• [Aim of the exercise]:
Please find each line in the listing below that contains the word "eyeglasses" and copy those lines.

[Location identification items]

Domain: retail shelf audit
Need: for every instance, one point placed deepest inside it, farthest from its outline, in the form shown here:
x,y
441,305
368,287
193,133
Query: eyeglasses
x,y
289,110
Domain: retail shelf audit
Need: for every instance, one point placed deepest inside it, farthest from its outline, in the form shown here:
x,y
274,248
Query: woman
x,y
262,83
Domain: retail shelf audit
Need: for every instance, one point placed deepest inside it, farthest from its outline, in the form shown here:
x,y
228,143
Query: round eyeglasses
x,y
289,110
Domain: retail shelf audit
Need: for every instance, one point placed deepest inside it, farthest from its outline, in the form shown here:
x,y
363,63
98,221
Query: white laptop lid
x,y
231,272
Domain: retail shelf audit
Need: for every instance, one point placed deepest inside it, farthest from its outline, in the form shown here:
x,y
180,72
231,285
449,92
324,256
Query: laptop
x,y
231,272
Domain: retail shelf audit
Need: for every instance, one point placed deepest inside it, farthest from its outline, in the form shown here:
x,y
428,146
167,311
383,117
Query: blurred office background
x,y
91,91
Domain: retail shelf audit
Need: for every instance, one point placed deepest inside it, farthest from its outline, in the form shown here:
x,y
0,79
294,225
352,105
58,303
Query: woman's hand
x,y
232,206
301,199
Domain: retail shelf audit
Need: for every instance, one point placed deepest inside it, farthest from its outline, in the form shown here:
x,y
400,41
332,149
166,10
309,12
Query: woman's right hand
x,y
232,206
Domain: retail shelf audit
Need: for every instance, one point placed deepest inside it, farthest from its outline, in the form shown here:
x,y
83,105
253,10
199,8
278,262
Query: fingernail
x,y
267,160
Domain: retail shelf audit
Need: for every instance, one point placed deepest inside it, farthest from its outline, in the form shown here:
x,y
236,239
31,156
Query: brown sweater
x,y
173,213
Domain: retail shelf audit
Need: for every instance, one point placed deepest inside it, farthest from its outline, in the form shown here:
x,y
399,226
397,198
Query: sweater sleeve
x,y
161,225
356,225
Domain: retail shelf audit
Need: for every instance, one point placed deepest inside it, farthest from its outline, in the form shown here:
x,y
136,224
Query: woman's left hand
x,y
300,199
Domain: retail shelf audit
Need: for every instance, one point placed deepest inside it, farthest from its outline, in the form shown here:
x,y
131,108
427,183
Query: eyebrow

• [Output]:
Query: eyeglasses
Query: round eyeglasses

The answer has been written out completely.